# start of TEXT SEGMENT

Prometheus & Grafana

The Prometheus Model

18 min Lesson 1 of 32

The Prometheus Model

You have spent previous tutorials building observable foundations — distributed tracing with Jaeger, structured logging with Loki, and the three-pillars mental model. Now it is time to go deep on the most widely adopted metrics system in the DevOps world. Prometheus is not merely a metrics database: it is a complete model for how to think about measurement in cloud-native systems. Understanding that model — its pull-based architecture, its time-series storage engine, and the ecosystem that surrounds it — is the prerequisite for everything else in this tutorial.

At Google scale, teams run internal systems (Borgmon, then Monarch) that share Prometheus's core design philosophy. The Prometheus project, started at SoundCloud in 2012 and donated to the CNCF in 2016, made that philosophy available to everyone. Today it is the default metrics backend for Kubernetes clusters from every major cloud provider.

Pull-Based Scraping: The Fundamental Design Choice

Most metrics systems you may have encountered — StatsD, Graphite, many APM agents — are push-based: applications send metrics to a central collector. Prometheus inverts this. It is pull-based: Prometheus itself reaches out over HTTP to each target and scrapes an /metrics endpoint that the target exposes. This is not an implementation detail — it is a deliberate architectural decision with deep operational consequences.

The /metrics endpoint serves the Prometheus exposition format: a plain-text, line-oriented format that any HTTP client can read without special tooling. Each target is responsible for maintaining a current view of its own counters, gauges, histograms, and summaries, and for serving them on demand. Prometheus pulls this snapshot on a configurable interval — the scrape_interval — typically 15 or 30 seconds in production.

Key idea: In a pull model, Prometheus always knows whether a target is reachable. If the scrape fails, Prometheus has a metric for that: up == 0. In a push model, the absence of data is ambiguous — is the service dead, or just not sending? This difference makes alerting on service availability dramatically simpler and more reliable in a pull architecture.

Why pull instead of push? Several engineering reasons converge:

Health as a first-class signal: A failed scrape immediately surfaces as a missing or zero up metric. You do not need a separate health-check system.
Configuration lives with Prometheus, not targets: You control scrape frequency, timeouts, and relabeling centrally. Targets need only serve an endpoint — they do not need to know where Prometheus lives.
Local debugging: You can curl http://my-service:8080/metrics at any time and see exactly what Prometheus sees. There is no invisible agent, no buffering, no retry queue to reason about.
No metric loss from network partitions toward Prometheus: If Prometheus is temporarily unreachable, targets accumulate state in memory. When scraping resumes, the next scrape reflects the current state. Counter continuity is preserved because Prometheus tracks the last scraped value.

Pro practice: At large-scale deployments (thousands of targets), teams run multiple Prometheus instances in a federated or sharded topology. Each instance scrapes a subset of targets. Never assume a single Prometheus instance will scale indefinitely — 10 million active series is roughly where a single instance with 64 GB RAM begins to struggle. Design for horizontal scaling from the start.

# end of TEXT SEGMENT
# start of INFORMATION PROVIDED

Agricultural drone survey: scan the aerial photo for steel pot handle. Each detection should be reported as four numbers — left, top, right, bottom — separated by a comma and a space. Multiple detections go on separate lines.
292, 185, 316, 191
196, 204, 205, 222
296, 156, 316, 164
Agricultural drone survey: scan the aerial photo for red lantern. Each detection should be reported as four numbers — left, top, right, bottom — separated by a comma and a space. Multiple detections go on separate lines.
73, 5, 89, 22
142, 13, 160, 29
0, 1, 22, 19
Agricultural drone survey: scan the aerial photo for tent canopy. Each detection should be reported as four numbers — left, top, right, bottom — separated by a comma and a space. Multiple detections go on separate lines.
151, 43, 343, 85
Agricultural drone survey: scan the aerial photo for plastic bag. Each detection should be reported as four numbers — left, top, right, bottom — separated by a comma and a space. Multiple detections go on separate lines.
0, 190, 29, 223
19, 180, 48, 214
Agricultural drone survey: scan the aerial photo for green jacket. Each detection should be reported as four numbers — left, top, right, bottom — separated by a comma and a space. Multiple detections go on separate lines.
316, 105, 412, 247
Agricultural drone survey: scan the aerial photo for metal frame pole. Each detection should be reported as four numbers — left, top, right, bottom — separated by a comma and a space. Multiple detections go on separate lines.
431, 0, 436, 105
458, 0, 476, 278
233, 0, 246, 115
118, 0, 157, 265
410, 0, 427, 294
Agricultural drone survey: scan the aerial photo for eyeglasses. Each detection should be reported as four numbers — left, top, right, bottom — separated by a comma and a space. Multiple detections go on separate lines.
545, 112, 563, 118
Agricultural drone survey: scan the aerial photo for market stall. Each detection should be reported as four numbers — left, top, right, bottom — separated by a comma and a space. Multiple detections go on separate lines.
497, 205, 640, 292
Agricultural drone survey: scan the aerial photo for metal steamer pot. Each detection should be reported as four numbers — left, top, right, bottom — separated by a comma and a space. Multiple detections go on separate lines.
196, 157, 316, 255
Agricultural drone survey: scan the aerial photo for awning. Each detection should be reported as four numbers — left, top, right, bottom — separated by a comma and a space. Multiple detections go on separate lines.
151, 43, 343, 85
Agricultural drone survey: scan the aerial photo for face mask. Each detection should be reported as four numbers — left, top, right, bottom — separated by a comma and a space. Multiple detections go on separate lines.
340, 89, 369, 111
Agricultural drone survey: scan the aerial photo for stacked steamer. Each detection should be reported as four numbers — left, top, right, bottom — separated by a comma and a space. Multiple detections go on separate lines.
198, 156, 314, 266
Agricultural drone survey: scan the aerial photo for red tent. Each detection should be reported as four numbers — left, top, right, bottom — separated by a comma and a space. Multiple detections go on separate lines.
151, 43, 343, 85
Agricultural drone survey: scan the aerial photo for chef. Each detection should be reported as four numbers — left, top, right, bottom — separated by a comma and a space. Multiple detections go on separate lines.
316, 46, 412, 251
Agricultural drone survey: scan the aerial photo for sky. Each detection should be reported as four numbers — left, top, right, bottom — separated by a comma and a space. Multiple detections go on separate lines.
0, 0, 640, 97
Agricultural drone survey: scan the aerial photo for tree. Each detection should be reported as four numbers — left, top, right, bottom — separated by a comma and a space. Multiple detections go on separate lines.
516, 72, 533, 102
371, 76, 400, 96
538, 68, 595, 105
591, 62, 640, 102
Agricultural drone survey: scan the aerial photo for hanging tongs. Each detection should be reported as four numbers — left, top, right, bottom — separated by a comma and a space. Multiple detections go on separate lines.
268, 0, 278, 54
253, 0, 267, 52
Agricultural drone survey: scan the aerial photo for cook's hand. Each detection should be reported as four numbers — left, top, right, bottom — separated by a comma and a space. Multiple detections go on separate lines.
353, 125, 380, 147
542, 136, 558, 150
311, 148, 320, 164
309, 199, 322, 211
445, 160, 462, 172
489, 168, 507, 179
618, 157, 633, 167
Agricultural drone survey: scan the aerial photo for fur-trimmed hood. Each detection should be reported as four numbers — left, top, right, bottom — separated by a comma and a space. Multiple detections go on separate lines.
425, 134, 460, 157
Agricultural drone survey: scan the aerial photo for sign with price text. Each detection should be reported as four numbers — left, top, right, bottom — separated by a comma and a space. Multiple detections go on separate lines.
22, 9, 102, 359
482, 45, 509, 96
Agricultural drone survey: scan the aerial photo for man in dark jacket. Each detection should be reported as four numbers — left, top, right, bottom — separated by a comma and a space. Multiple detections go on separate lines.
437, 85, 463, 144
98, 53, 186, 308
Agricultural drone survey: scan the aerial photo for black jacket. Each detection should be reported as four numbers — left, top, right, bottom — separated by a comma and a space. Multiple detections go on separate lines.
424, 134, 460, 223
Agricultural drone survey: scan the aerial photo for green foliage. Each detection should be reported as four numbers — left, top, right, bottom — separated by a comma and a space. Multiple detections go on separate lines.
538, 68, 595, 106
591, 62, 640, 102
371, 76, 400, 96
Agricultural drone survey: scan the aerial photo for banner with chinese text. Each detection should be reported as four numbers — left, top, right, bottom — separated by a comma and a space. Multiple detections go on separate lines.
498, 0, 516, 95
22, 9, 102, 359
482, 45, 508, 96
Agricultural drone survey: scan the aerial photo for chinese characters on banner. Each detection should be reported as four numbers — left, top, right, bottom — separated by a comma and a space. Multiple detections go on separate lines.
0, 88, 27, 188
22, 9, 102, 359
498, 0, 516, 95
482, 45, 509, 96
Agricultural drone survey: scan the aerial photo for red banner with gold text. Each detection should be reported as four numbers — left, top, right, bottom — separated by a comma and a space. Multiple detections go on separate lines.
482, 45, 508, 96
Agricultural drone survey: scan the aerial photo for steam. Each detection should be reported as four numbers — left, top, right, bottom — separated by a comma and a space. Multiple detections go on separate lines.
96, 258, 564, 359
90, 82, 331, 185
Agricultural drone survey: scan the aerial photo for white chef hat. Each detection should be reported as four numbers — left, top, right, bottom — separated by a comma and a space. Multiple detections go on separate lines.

# end of INFORMATION PROVIDED

◆ **TASK SET**:
1) List the reasons the Prometheus lesson gives for choosing pull over push, using the heading of each reason.
2) Answer from the Prometheus lesson:
(a) In what year was the Prometheus project donated to the CNCF?
(b) What scrape_interval values are typical in production?
(c) About how many active series make a single instance with 64 GB RAM begin to struggle?
None of the entries relate to the Prometheus lesson.

◆ **OUTPUTS IN ORDER**:
1)
- Health as a first-class signal
- Configuration lives with Prometheus, not targets
- Local debugging
- No metric loss from network partitions toward Prometheus

2)
(a) 2016
(b) 15 or 30 seconds
(c) Roughly 10 million